Copy out each line below containing "paper".

Source material ▸
■ ■ ■ ■ ■ ■ ■

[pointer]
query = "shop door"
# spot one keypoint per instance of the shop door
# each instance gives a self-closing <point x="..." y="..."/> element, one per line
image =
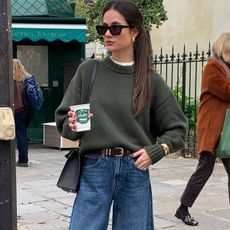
<point x="35" y="61"/>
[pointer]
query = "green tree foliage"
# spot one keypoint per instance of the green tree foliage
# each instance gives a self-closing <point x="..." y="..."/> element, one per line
<point x="152" y="10"/>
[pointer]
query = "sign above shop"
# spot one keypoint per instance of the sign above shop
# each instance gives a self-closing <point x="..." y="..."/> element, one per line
<point x="48" y="32"/>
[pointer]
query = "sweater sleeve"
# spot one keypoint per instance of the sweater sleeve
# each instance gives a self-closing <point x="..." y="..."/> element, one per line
<point x="215" y="81"/>
<point x="168" y="122"/>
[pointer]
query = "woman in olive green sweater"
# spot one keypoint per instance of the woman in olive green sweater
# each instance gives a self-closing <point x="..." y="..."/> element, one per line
<point x="136" y="122"/>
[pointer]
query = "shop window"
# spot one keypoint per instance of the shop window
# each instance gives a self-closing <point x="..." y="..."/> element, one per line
<point x="35" y="60"/>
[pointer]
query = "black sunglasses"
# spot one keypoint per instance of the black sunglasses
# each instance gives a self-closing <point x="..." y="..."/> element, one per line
<point x="113" y="29"/>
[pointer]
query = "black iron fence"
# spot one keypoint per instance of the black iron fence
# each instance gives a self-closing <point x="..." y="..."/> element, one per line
<point x="182" y="72"/>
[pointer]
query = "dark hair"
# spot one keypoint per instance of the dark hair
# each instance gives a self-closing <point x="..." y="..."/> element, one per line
<point x="142" y="52"/>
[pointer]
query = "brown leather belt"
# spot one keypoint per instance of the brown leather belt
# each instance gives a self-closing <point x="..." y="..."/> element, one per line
<point x="117" y="151"/>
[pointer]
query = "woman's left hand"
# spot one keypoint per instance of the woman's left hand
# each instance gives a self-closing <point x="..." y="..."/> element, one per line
<point x="143" y="159"/>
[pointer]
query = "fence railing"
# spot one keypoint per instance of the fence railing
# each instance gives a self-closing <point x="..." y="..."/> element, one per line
<point x="182" y="72"/>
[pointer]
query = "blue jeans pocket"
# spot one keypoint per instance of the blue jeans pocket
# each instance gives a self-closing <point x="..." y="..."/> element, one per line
<point x="91" y="161"/>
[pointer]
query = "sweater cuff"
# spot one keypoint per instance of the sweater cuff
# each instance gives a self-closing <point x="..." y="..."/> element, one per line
<point x="156" y="152"/>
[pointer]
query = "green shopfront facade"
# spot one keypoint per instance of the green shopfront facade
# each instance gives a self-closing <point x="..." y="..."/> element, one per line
<point x="51" y="48"/>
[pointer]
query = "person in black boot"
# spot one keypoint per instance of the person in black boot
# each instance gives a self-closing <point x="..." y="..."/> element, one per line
<point x="214" y="100"/>
<point x="183" y="214"/>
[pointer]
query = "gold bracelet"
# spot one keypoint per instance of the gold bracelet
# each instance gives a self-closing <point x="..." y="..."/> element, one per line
<point x="166" y="149"/>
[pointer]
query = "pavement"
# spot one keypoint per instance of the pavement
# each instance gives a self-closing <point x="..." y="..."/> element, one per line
<point x="43" y="206"/>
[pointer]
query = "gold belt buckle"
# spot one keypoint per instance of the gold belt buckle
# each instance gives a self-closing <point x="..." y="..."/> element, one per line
<point x="122" y="151"/>
<point x="108" y="152"/>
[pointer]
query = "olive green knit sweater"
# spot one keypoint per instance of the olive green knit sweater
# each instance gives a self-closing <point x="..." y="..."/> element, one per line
<point x="113" y="123"/>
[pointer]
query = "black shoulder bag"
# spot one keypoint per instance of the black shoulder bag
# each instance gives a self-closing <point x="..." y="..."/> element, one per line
<point x="71" y="172"/>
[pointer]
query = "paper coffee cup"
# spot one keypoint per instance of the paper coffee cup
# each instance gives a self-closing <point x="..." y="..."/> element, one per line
<point x="83" y="121"/>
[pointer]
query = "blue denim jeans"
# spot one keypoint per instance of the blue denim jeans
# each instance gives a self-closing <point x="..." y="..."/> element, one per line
<point x="112" y="181"/>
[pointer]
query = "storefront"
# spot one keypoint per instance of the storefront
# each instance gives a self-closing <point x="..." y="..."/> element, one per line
<point x="51" y="48"/>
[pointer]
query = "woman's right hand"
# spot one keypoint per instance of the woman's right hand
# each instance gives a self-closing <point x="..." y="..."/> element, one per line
<point x="72" y="120"/>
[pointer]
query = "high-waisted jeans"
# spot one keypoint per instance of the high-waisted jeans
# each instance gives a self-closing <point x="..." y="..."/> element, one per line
<point x="112" y="181"/>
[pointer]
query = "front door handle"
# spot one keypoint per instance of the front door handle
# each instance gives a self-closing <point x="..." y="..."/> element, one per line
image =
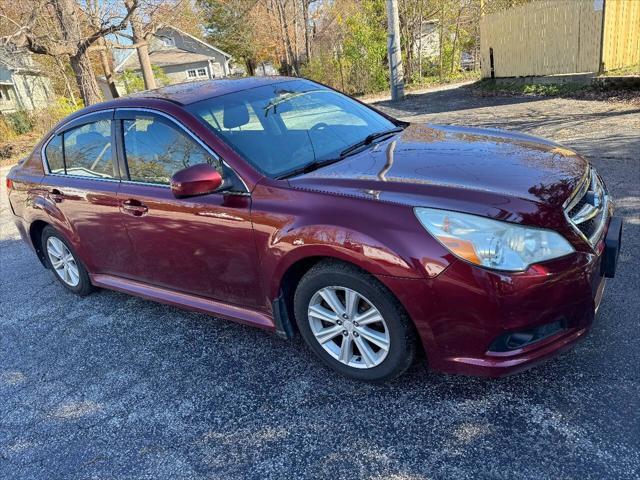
<point x="56" y="195"/>
<point x="134" y="207"/>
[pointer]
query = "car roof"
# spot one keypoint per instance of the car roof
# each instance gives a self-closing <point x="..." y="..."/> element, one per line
<point x="190" y="92"/>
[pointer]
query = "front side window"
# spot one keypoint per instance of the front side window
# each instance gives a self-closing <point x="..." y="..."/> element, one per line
<point x="87" y="150"/>
<point x="155" y="150"/>
<point x="53" y="154"/>
<point x="301" y="123"/>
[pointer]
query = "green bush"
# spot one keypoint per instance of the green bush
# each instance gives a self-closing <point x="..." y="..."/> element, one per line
<point x="20" y="122"/>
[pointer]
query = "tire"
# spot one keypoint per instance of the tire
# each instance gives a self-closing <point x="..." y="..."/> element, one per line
<point x="73" y="275"/>
<point x="360" y="358"/>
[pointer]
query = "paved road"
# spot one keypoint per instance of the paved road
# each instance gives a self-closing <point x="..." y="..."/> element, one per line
<point x="112" y="386"/>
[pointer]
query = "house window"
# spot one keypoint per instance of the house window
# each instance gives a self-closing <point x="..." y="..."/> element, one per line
<point x="197" y="73"/>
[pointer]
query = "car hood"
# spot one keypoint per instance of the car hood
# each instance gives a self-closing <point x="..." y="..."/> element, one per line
<point x="434" y="165"/>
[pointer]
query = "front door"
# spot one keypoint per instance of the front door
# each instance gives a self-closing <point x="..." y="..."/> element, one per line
<point x="82" y="182"/>
<point x="202" y="245"/>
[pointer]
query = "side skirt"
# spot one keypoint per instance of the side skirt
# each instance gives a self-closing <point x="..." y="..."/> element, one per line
<point x="184" y="300"/>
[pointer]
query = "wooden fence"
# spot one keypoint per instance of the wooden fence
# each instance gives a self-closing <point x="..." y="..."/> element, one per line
<point x="621" y="47"/>
<point x="548" y="37"/>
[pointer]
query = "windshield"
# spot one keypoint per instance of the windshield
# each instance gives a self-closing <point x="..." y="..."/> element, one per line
<point x="286" y="126"/>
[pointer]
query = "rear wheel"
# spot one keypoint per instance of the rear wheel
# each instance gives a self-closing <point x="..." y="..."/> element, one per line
<point x="353" y="323"/>
<point x="66" y="266"/>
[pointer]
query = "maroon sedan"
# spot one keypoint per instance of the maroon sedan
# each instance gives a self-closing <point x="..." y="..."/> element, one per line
<point x="283" y="204"/>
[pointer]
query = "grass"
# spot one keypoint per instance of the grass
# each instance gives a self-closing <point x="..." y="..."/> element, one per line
<point x="624" y="72"/>
<point x="534" y="89"/>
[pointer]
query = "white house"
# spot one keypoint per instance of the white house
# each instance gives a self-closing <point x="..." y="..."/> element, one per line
<point x="23" y="85"/>
<point x="181" y="56"/>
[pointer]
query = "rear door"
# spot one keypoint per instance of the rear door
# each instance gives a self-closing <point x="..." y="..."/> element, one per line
<point x="81" y="182"/>
<point x="202" y="245"/>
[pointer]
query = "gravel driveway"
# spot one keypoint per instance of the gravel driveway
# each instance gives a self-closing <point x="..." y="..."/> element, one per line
<point x="112" y="386"/>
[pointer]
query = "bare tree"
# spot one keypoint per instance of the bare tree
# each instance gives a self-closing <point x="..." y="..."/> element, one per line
<point x="63" y="28"/>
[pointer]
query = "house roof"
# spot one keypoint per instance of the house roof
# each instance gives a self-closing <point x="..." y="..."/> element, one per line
<point x="175" y="56"/>
<point x="189" y="92"/>
<point x="162" y="58"/>
<point x="16" y="60"/>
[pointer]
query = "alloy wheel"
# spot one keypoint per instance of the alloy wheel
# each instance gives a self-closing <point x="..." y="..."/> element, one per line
<point x="349" y="327"/>
<point x="63" y="262"/>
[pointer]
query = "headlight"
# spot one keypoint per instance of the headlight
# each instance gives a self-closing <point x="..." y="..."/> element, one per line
<point x="492" y="243"/>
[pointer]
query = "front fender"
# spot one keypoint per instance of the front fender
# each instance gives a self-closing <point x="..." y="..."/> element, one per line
<point x="340" y="243"/>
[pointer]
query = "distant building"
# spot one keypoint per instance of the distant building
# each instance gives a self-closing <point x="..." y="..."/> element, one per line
<point x="428" y="41"/>
<point x="23" y="85"/>
<point x="181" y="56"/>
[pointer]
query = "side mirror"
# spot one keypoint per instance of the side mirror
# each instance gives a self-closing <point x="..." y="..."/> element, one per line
<point x="196" y="180"/>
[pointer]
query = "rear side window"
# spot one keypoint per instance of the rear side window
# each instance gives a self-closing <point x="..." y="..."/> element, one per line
<point x="155" y="151"/>
<point x="53" y="154"/>
<point x="88" y="151"/>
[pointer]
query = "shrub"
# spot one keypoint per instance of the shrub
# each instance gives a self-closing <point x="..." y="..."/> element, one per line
<point x="6" y="130"/>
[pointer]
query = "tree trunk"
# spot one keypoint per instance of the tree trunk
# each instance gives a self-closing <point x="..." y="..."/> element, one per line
<point x="286" y="40"/>
<point x="307" y="40"/>
<point x="108" y="73"/>
<point x="296" y="50"/>
<point x="67" y="84"/>
<point x="455" y="42"/>
<point x="143" y="47"/>
<point x="86" y="80"/>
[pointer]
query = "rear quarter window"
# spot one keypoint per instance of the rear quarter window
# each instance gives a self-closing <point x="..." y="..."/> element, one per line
<point x="53" y="154"/>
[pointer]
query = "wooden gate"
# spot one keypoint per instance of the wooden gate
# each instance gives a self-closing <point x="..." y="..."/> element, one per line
<point x="542" y="38"/>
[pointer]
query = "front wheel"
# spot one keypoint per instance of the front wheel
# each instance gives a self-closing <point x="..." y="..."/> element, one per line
<point x="353" y="323"/>
<point x="64" y="263"/>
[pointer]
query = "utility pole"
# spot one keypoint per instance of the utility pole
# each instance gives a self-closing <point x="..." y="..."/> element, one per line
<point x="394" y="52"/>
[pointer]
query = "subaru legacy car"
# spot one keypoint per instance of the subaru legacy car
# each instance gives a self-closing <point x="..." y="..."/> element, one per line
<point x="286" y="205"/>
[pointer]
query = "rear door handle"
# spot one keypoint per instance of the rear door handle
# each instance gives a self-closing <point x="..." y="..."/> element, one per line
<point x="134" y="207"/>
<point x="56" y="195"/>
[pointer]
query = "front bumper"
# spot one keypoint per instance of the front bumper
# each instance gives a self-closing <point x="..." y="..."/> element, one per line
<point x="460" y="314"/>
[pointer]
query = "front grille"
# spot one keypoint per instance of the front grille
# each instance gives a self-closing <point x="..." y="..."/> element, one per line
<point x="587" y="211"/>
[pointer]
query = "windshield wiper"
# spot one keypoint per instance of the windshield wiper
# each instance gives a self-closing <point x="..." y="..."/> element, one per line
<point x="309" y="167"/>
<point x="368" y="140"/>
<point x="316" y="164"/>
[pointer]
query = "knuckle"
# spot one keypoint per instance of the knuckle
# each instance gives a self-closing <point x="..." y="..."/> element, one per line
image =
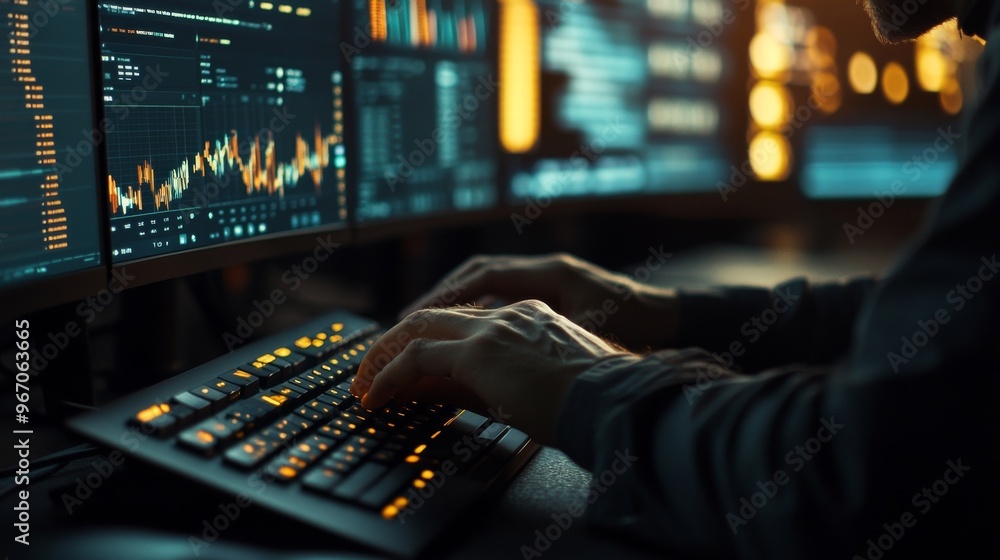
<point x="416" y="346"/>
<point x="533" y="306"/>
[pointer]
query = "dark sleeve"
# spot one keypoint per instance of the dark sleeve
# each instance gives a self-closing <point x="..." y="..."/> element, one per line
<point x="892" y="454"/>
<point x="756" y="328"/>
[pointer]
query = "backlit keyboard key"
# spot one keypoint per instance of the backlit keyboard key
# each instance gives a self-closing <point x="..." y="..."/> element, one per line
<point x="200" y="406"/>
<point x="269" y="375"/>
<point x="218" y="399"/>
<point x="248" y="382"/>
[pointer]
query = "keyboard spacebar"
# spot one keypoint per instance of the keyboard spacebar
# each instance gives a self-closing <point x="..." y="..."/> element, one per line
<point x="356" y="483"/>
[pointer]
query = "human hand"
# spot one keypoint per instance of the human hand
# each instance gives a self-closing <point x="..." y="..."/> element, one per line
<point x="520" y="358"/>
<point x="634" y="314"/>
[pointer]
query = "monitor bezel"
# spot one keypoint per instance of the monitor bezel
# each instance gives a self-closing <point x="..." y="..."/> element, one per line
<point x="45" y="292"/>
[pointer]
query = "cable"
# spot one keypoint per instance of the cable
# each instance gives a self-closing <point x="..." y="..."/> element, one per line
<point x="65" y="455"/>
<point x="81" y="406"/>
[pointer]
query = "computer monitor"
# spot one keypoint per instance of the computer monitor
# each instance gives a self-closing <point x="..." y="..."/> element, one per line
<point x="630" y="97"/>
<point x="846" y="116"/>
<point x="228" y="131"/>
<point x="50" y="217"/>
<point x="425" y="97"/>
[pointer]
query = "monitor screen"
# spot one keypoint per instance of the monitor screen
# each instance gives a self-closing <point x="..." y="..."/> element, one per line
<point x="632" y="99"/>
<point x="846" y="115"/>
<point x="227" y="121"/>
<point x="425" y="98"/>
<point x="49" y="218"/>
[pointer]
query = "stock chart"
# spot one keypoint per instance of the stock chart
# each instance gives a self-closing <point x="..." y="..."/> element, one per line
<point x="48" y="200"/>
<point x="426" y="104"/>
<point x="225" y="122"/>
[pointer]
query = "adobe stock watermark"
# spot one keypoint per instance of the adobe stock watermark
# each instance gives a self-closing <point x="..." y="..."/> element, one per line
<point x="914" y="169"/>
<point x="562" y="521"/>
<point x="291" y="279"/>
<point x="928" y="328"/>
<point x="796" y="460"/>
<point x="923" y="501"/>
<point x="802" y="114"/>
<point x="753" y="329"/>
<point x="579" y="161"/>
<point x="428" y="146"/>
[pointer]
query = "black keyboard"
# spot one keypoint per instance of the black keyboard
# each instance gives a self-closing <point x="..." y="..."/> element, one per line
<point x="275" y="421"/>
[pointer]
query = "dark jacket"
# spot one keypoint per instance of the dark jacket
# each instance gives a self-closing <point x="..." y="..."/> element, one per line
<point x="891" y="452"/>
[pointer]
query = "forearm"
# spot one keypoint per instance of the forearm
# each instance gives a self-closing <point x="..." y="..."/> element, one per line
<point x="822" y="461"/>
<point x="757" y="328"/>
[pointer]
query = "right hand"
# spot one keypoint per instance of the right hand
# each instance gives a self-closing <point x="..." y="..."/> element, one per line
<point x="634" y="315"/>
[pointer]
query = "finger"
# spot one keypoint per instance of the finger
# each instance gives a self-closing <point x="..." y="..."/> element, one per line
<point x="508" y="281"/>
<point x="420" y="359"/>
<point x="430" y="323"/>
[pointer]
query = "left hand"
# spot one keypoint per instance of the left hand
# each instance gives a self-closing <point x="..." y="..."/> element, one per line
<point x="521" y="357"/>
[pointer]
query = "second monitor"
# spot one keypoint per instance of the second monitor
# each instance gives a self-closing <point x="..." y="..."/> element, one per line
<point x="425" y="98"/>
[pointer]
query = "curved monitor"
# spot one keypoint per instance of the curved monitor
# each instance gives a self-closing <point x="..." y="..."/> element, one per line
<point x="226" y="131"/>
<point x="50" y="218"/>
<point x="629" y="98"/>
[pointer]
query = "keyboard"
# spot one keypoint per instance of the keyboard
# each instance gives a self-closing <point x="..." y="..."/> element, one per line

■ ■ ■ ■ ■ ■ ■

Task answer ▸
query = "paper coffee cup"
# spot one keypoint per instance of the paper coffee cup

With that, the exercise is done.